Extracted information:
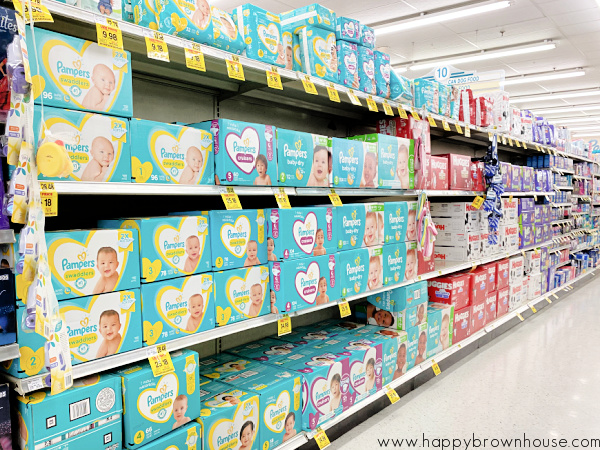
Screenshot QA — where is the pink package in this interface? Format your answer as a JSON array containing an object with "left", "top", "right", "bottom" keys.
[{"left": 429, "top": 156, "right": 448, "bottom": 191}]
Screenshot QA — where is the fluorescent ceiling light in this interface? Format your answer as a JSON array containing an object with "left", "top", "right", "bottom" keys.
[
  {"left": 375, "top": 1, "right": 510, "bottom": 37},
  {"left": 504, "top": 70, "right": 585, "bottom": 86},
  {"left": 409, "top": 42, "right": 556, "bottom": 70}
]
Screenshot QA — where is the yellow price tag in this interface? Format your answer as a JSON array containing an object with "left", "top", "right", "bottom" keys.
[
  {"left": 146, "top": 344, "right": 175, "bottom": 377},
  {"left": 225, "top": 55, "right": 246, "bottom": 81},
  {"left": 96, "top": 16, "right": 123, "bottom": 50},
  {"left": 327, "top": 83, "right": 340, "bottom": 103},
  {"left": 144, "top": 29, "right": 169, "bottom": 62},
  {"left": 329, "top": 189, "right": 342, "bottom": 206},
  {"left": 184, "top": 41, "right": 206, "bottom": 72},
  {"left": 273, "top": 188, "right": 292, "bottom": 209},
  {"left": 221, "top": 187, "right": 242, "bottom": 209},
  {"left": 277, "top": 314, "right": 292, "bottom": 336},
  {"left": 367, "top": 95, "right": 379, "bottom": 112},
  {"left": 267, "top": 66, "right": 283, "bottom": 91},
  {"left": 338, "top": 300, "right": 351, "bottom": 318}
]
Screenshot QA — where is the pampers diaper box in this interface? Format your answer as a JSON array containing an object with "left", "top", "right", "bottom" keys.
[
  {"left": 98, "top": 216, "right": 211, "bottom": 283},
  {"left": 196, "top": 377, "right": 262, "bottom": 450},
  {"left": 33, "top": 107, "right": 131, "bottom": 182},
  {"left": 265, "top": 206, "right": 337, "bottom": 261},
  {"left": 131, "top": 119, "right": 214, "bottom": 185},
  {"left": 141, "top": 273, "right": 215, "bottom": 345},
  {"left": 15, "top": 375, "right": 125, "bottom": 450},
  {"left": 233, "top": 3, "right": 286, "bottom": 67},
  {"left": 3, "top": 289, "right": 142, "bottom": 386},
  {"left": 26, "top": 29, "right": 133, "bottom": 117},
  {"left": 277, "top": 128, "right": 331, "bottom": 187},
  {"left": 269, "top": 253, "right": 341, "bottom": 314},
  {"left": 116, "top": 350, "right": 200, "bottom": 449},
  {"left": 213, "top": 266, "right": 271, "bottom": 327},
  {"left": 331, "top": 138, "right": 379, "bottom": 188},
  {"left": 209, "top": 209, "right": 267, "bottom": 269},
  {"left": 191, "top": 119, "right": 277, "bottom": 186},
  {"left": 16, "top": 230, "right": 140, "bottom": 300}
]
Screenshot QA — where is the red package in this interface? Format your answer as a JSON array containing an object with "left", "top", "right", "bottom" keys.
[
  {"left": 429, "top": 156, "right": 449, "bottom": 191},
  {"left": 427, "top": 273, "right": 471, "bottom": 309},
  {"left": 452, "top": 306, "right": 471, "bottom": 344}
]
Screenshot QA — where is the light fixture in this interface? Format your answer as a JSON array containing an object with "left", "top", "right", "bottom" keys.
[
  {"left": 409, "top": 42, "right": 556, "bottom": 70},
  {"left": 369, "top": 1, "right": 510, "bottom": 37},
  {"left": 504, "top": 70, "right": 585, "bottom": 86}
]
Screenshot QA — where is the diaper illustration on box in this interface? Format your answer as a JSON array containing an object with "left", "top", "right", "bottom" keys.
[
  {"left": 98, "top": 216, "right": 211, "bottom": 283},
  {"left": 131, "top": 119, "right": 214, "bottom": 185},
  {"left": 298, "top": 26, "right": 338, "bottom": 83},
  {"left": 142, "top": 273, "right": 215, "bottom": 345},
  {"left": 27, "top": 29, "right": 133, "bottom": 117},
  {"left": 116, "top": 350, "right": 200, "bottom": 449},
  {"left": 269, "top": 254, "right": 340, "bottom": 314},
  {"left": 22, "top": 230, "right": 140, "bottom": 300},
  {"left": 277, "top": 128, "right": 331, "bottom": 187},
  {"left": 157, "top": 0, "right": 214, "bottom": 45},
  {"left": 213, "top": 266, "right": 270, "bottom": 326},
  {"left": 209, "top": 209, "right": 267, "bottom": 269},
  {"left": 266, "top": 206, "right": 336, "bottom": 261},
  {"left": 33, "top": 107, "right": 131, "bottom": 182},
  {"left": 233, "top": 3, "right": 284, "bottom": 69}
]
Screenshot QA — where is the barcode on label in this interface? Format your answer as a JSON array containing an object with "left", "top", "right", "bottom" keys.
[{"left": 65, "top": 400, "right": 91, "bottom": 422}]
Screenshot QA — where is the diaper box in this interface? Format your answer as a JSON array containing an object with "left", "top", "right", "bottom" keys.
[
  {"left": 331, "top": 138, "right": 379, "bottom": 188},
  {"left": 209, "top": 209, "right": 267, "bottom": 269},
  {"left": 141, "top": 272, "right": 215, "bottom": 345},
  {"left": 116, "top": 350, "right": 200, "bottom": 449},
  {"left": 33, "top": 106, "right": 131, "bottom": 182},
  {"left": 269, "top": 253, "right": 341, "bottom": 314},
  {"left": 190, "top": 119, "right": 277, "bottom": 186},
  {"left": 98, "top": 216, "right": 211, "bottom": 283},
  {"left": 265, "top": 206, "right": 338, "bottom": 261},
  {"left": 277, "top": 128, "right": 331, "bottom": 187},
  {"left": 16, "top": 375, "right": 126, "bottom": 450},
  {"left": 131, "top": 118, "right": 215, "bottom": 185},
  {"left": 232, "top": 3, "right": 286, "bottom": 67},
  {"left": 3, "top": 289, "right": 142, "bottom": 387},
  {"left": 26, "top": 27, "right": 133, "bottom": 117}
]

Stated problem: Rewrite the records above from the line containing "Screenshot QA — where is the barcode" through the end of the records, requests included, shifting every coordinate in the answers by adding 26 to it.

The solution:
Screenshot QA — where is the barcode on label in this interface? Format your answer as a JSON array containing an object with "left", "top", "right", "bottom" keys.
[{"left": 91, "top": 426, "right": 117, "bottom": 448}]
Screenshot QA — where is the diaper box in this interface? Format your answer as a JSON array containing an object with "left", "top", "right", "bottom" keys.
[
  {"left": 357, "top": 164, "right": 405, "bottom": 214},
  {"left": 235, "top": 235, "right": 293, "bottom": 295},
  {"left": 167, "top": 298, "right": 241, "bottom": 371},
  {"left": 142, "top": 376, "right": 226, "bottom": 475},
  {"left": 59, "top": 132, "right": 157, "bottom": 208},
  {"left": 295, "top": 279, "right": 367, "bottom": 340},
  {"left": 216, "top": 145, "right": 303, "bottom": 212},
  {"left": 124, "top": 242, "right": 237, "bottom": 309},
  {"left": 291, "top": 232, "right": 364, "bottom": 287},
  {"left": 303, "top": 154, "right": 357, "bottom": 213},
  {"left": 42, "top": 401, "right": 152, "bottom": 476},
  {"left": 157, "top": 144, "right": 241, "bottom": 211},
  {"left": 258, "top": 29, "right": 312, "bottom": 93},
  {"left": 29, "top": 315, "right": 168, "bottom": 413},
  {"left": 52, "top": 53, "right": 159, "bottom": 143}
]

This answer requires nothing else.